THE PROBLEM
The answer is every line in the data below that contains the word "like".

RECORDED DATA
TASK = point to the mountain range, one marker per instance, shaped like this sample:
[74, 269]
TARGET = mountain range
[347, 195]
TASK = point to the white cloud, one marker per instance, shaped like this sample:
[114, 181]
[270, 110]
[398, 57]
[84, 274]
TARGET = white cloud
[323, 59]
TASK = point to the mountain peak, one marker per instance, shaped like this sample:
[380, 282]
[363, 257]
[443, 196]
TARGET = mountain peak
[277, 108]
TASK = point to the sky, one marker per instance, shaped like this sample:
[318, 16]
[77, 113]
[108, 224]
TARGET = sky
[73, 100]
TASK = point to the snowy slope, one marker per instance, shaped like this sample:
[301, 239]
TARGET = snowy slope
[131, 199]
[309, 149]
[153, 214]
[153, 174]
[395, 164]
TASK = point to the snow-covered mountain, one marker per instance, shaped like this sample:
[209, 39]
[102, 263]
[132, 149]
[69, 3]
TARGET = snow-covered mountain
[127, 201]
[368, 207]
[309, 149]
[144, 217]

...

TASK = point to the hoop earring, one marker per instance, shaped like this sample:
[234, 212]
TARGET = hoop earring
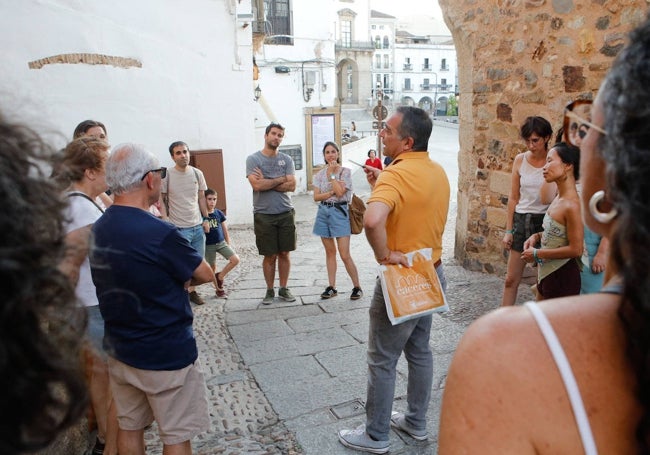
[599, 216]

ANSWER SECTION
TASK = point to the mountain range, one marker per instance, shaped like this sample:
TASK = point to the white cloud, one marker per instance, shaped like this sample:
TASK = point to the mountain peak, one marker per instance, shaped like this sample:
TASK = point to the sky, one marker per instance, shaped like this sample:
TASK = point to the snowy slope, one marker per instance, shaped like this sample:
TASK = point to the snow-covered mountain, one marker per instance, shaped like this sample:
TASK = point to the hoop earring, one marker per instance, shaped like this sample:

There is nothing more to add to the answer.